Our guest is Dave McCrory, Global Head of insights and Analytics at Digital Realty. He is a great guest for our initial series. He’s a co-owner of the original patent on cloud computing but more importantly, he’s the one who coined the term data gravity. Dave, I would like to understand how you got to this term. Everyone’s taken it onto them own and define their own terms on it. What do you mean by it as you use the term?

First, thanks for having me on. Data gravity for me came as I was looking at what early cloud companies were doing. By cloud, I mean companies like Salesforce and such. At the time, this was circa 2010, they were making acquisitions of companies. I was trying to understand why they were making decisions and such. I realized that it was the access to the data and the closer that you could get to the data, the more advantaged you would be.

As I thought about that, I thought of it as being like a planet having a gravitational pull. The pull being on applications and services. That became the birth of data gravity, that data has an attractive force to it and that attractive force was caused by access to the data either with lower latency so you get faster access to the data or more bandwidth. You can access more of the data at a time.

With that, I began blogging about it, chatting on social media, interacting with other industry experts. Over time, my views on data gravity have evolved. When I think about data gravity, I think of two things. I think of data having mass and growing. When you have a sufficient enough amount of data, it ends up with an attractive force like when you have a large enough amount of mass, say a planet or something, it has an attractive force. At the same time, there’s the concept of activity. When you access data that can also have an attractive effect. If you think about if you have a small amount of content but it’s highly desired, it will still have that same attractive force even though it’s not a large amount of data.

Exercise task 1. In the data gravity interview, around what year was Dave McCrory looking at what early cloud companies were doing?
Exercise task 2. Translate this sentence from the data gravity interview into Spanish: "Over time, my views on data gravity have evolved."
Exercise task 3. Update the part of the data gravity interview between "As I thought" and "data at a time.", inclusive, putting "magnetic pull" in place of "gravitational pull".

Record list.
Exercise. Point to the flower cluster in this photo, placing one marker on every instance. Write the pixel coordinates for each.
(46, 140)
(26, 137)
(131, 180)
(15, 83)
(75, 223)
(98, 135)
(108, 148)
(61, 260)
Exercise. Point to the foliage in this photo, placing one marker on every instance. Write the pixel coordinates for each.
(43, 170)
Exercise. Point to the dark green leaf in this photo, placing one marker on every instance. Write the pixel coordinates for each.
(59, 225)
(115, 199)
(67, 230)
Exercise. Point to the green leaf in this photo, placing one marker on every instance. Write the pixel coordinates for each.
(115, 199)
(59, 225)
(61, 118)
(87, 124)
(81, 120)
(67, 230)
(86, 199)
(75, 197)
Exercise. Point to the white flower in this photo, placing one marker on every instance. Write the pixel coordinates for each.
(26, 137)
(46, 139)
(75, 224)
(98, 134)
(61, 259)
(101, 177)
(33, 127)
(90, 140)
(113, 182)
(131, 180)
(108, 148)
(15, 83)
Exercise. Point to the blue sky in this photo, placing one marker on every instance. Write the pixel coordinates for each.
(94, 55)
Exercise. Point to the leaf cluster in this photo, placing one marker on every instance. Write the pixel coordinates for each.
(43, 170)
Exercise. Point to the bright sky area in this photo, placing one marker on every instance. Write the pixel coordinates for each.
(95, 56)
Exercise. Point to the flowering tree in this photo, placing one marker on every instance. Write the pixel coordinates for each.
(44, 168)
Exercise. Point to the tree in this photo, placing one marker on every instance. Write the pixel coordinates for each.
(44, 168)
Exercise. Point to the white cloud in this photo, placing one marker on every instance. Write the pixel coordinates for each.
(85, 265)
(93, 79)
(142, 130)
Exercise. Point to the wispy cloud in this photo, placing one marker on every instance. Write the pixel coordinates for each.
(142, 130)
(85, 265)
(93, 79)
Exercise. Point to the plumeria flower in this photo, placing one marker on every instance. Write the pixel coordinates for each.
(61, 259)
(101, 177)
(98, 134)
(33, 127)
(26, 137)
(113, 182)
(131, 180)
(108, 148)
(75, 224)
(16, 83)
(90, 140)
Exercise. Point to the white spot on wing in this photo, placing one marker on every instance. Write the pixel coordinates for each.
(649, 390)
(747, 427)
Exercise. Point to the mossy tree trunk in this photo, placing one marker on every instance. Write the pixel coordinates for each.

Finished answer 1. Circa 2010.

Finished answer 2. Con el tiempo, mis opiniones sobre la gravedad de los datos han evolucionado.

Finished answer 3.
As I thought about that, I thought of it as being like a planet having a magnetic pull. The pull being on applications and services. That became the birth of data gravity, that data has an attractive force to it and that attractive force was caused by access to the data either with lower latency so you get faster access to the data or more bandwidth. You can access more of the data at a time.